**Problem requirements**
Although the data below contains pictures, please reproduce only its words, exactly.

──────────

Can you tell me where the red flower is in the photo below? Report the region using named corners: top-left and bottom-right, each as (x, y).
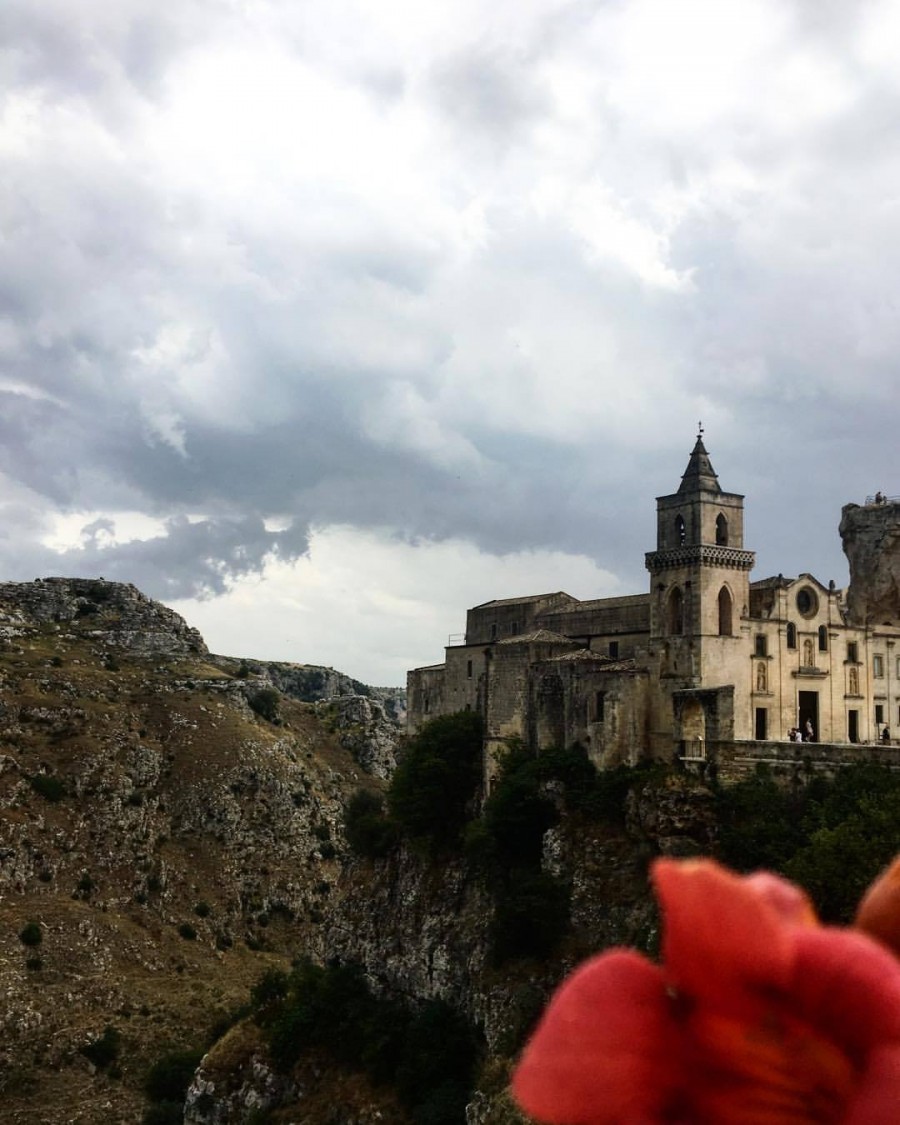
top-left (512, 858), bottom-right (900, 1124)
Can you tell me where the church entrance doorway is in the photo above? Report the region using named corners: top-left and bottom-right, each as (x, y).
top-left (798, 691), bottom-right (819, 742)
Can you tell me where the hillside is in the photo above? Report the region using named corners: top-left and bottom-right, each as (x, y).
top-left (15, 578), bottom-right (883, 1124)
top-left (0, 579), bottom-right (402, 1123)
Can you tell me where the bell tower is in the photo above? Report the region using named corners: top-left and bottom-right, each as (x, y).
top-left (645, 432), bottom-right (755, 655)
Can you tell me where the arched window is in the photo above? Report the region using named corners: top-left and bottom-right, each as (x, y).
top-left (718, 586), bottom-right (733, 636)
top-left (818, 625), bottom-right (828, 652)
top-left (786, 622), bottom-right (797, 649)
top-left (675, 515), bottom-right (686, 546)
top-left (716, 513), bottom-right (728, 546)
top-left (668, 587), bottom-right (684, 635)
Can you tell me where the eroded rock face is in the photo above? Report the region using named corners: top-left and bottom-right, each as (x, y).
top-left (329, 694), bottom-right (400, 779)
top-left (0, 577), bottom-right (207, 655)
top-left (840, 501), bottom-right (900, 625)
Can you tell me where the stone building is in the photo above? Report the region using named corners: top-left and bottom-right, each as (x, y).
top-left (407, 436), bottom-right (900, 779)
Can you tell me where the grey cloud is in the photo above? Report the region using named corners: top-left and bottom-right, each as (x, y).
top-left (0, 0), bottom-right (898, 617)
top-left (427, 45), bottom-right (550, 148)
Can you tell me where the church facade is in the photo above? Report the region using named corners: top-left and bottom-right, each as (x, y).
top-left (407, 437), bottom-right (900, 779)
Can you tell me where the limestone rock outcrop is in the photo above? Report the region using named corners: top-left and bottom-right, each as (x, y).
top-left (840, 501), bottom-right (900, 625)
top-left (327, 694), bottom-right (400, 779)
top-left (0, 577), bottom-right (207, 654)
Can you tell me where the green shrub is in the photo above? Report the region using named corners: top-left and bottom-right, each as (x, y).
top-left (491, 869), bottom-right (570, 965)
top-left (481, 765), bottom-right (557, 867)
top-left (344, 789), bottom-right (398, 857)
top-left (141, 1104), bottom-right (183, 1125)
top-left (80, 1025), bottom-right (121, 1069)
top-left (256, 959), bottom-right (481, 1121)
top-left (248, 688), bottom-right (280, 723)
top-left (388, 712), bottom-right (483, 851)
top-left (193, 900), bottom-right (211, 918)
top-left (716, 766), bottom-right (808, 872)
top-left (26, 956), bottom-right (43, 972)
top-left (178, 923), bottom-right (197, 941)
top-left (268, 960), bottom-right (377, 1073)
top-left (396, 1001), bottom-right (479, 1123)
top-left (29, 774), bottom-right (65, 803)
top-left (251, 967), bottom-right (289, 1014)
top-left (144, 1048), bottom-right (204, 1104)
top-left (19, 921), bottom-right (42, 947)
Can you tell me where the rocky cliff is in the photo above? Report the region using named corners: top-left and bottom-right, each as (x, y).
top-left (840, 500), bottom-right (900, 625)
top-left (0, 579), bottom-right (402, 1124)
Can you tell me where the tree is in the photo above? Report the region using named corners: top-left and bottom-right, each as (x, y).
top-left (388, 712), bottom-right (483, 850)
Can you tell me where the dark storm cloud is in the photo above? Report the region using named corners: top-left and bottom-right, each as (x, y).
top-left (1, 0), bottom-right (899, 619)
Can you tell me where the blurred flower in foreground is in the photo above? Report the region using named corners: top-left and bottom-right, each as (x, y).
top-left (513, 858), bottom-right (900, 1124)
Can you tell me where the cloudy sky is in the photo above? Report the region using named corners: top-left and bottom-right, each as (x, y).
top-left (2, 0), bottom-right (898, 685)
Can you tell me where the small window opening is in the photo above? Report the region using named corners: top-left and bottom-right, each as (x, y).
top-left (876, 704), bottom-right (885, 725)
top-left (675, 515), bottom-right (686, 546)
top-left (754, 634), bottom-right (767, 657)
top-left (595, 692), bottom-right (606, 722)
top-left (787, 623), bottom-right (797, 649)
top-left (466, 659), bottom-right (473, 679)
top-left (608, 641), bottom-right (619, 660)
top-left (716, 513), bottom-right (728, 546)
top-left (490, 623), bottom-right (497, 640)
top-left (668, 587), bottom-right (684, 635)
top-left (874, 654), bottom-right (885, 678)
top-left (847, 640), bottom-right (858, 663)
top-left (718, 586), bottom-right (733, 636)
top-left (818, 625), bottom-right (828, 652)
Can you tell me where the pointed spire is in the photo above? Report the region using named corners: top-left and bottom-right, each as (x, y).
top-left (677, 428), bottom-right (721, 494)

──────────

**Task output**
Can you tell me where the red flower is in the photo below? Report the region using named corners: top-left and bottom-right, each as (x, y).
top-left (512, 858), bottom-right (900, 1124)
Can you tell me where the church entrance doorway is in the photo above? Report the region using named corners: top-left and bottom-right, each as (x, y).
top-left (798, 691), bottom-right (819, 742)
Can you tell me where the hillside is in the photo above? Report the region using named corners: top-left and bottom-right, each as (x, y).
top-left (15, 578), bottom-right (883, 1124)
top-left (0, 579), bottom-right (402, 1123)
Can you tell me where the bell tower is in the photo above? Report the region using named corners: top-left and bottom-right, each as (x, y).
top-left (645, 432), bottom-right (755, 655)
Can you tell me where the arched window is in the photo above? Report the region using named corners: top-left and bottom-right, each as (x, y).
top-left (718, 586), bottom-right (733, 636)
top-left (818, 625), bottom-right (828, 652)
top-left (786, 622), bottom-right (797, 649)
top-left (675, 515), bottom-right (686, 546)
top-left (716, 513), bottom-right (728, 546)
top-left (668, 587), bottom-right (684, 635)
Can you tell me where the eroded rock face is in the photo above? Report the region using named corners: top-left and bottom-right, each as (x, y).
top-left (329, 694), bottom-right (400, 779)
top-left (0, 577), bottom-right (207, 655)
top-left (840, 501), bottom-right (900, 625)
Can you tell me where the stone building is in the photo above? Report the region using named corners: top-left and bottom-right, each as (x, y).
top-left (407, 436), bottom-right (900, 779)
Can you tell me where the grey cloud is in the photo above? Report the region using named corners: top-left and bottom-right, each as (x, y).
top-left (0, 0), bottom-right (898, 617)
top-left (427, 45), bottom-right (550, 148)
Can you tell me where the church facade is in the photo above? Report the region using named corners: top-left and bottom-right, each as (x, y).
top-left (407, 437), bottom-right (900, 779)
Can you tell me where the limestone rock outcrop is in the photo above? Report the region using named corners: top-left and bottom-right, each as (x, y).
top-left (840, 501), bottom-right (900, 625)
top-left (327, 694), bottom-right (400, 779)
top-left (0, 577), bottom-right (207, 654)
Can you tell me where the green shrub is in the photo above? Report the region using named corners: top-left and bottom-right, each as (x, y).
top-left (491, 869), bottom-right (570, 965)
top-left (481, 765), bottom-right (557, 867)
top-left (344, 789), bottom-right (398, 857)
top-left (141, 1104), bottom-right (183, 1125)
top-left (80, 1025), bottom-right (121, 1069)
top-left (256, 959), bottom-right (481, 1121)
top-left (248, 688), bottom-right (280, 723)
top-left (388, 712), bottom-right (483, 851)
top-left (193, 900), bottom-right (211, 918)
top-left (716, 766), bottom-right (808, 872)
top-left (26, 956), bottom-right (43, 972)
top-left (178, 923), bottom-right (197, 941)
top-left (268, 960), bottom-right (377, 1073)
top-left (396, 1001), bottom-right (479, 1123)
top-left (29, 774), bottom-right (65, 803)
top-left (251, 967), bottom-right (289, 1014)
top-left (144, 1048), bottom-right (204, 1104)
top-left (19, 921), bottom-right (42, 947)
Can you tell me where the rocky cliff is in the photo above? Report the region using named corners: top-left and bottom-right, each as (x, y).
top-left (840, 500), bottom-right (900, 625)
top-left (0, 579), bottom-right (402, 1124)
Can you tell me where the tree is in the photo above? Report the region using named corners: top-left and bottom-right, each as (x, y).
top-left (388, 712), bottom-right (483, 850)
Can you tell me where the dark storm cloud is in the photo above? Report the region using named corners: top-left and bottom-right, each as (x, y).
top-left (1, 0), bottom-right (899, 619)
Can you tell me where the blurred flower in foreground is in the photo above? Report the region using named corners: top-left and bottom-right, each as (x, y).
top-left (513, 858), bottom-right (900, 1124)
Can you tell me where the cloudy sky is in the photo above? Report the region using named corners: top-left and bottom-right, each as (x, y).
top-left (2, 0), bottom-right (898, 685)
Can you tell me where the small window opening is in the photo above? Report the region using named corners: top-left and bottom-right, each as (x, y).
top-left (876, 704), bottom-right (885, 725)
top-left (675, 515), bottom-right (686, 546)
top-left (754, 634), bottom-right (767, 657)
top-left (595, 692), bottom-right (606, 722)
top-left (787, 623), bottom-right (797, 649)
top-left (466, 659), bottom-right (473, 679)
top-left (608, 641), bottom-right (619, 660)
top-left (716, 513), bottom-right (728, 546)
top-left (490, 623), bottom-right (497, 640)
top-left (668, 587), bottom-right (684, 635)
top-left (874, 654), bottom-right (885, 678)
top-left (847, 640), bottom-right (858, 663)
top-left (718, 586), bottom-right (733, 636)
top-left (818, 625), bottom-right (828, 652)
Can you tell me where the pointed spire is in the photo above? Report the region using named corners: top-left and bottom-right, each as (x, y).
top-left (677, 428), bottom-right (721, 494)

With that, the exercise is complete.